EXERCISE. Reproduce the part of the kettle job configuration article below, starting with "In the past, much" and going on through "jobs and transformations.".

SOURCE EXCERPT.

转 Managing kettle job configuration

Over time I've grown a habit of making a configuration file for my kettle jobs. This is especially useful if you have a reusable job, where the same work has to be done but against different conditions. A simple example where I found this useful is when you have separate development, testing and production environments: when you're done developing your job, you transfer the .kjb file (and its dependencies) to the testing environment. This is the easy part. But the job still has to run within the new environment, against different database connections, webservice urls and file system paths.

Variables

In the past, much has been written about using kettle variables, parameters and arguments. Variables are the basic features that provide the mechanism to configure the transformation steps and job entries: instead of using literal configuration values, you use a variable reference. This way, you can initialize all variables to whatever values are appropriate at that time, and for that environment. Today, I don't want to discuss variables and variable references - instead I'm just focussing on how to manage the configuration once you already used variable references inside your your jobs and transformations.

RECORDED INFORMATION.

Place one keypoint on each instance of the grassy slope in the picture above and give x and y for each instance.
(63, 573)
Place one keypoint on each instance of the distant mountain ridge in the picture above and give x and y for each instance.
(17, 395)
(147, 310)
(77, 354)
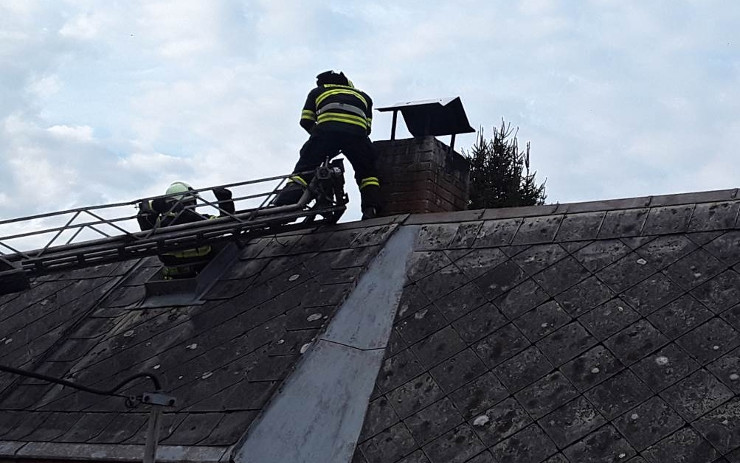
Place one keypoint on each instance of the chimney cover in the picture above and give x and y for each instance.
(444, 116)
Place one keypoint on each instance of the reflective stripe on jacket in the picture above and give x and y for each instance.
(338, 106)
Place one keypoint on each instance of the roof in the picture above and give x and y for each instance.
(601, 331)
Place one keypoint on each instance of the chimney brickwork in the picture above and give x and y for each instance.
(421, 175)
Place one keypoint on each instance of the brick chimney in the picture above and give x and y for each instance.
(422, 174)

---

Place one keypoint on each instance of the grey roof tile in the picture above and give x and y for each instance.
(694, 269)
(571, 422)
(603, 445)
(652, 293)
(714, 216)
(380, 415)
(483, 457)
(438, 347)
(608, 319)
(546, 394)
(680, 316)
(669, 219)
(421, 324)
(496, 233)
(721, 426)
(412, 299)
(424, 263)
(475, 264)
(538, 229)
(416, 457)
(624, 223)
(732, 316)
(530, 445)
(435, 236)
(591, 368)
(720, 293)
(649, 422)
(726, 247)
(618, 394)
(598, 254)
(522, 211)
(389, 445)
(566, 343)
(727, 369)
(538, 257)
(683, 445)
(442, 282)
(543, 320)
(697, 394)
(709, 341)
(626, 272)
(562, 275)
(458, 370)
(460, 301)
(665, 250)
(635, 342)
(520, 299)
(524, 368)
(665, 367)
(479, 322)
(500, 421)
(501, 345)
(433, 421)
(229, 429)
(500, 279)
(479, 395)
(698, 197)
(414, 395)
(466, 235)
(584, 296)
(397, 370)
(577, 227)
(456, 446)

FULL OUTPUT.
In the past, much has been written about using kettle variables, parameters and arguments. Variables are the basic features that provide the mechanism to configure the transformation steps and job entries: instead of using literal configuration values, you use a variable reference. This way, you can initialize all variables to whatever values are appropriate at that time, and for that environment. Today, I don't want to discuss variables and variable references - instead I'm just focussing on how to manage the configuration once you already used variable references inside your your jobs and transformations.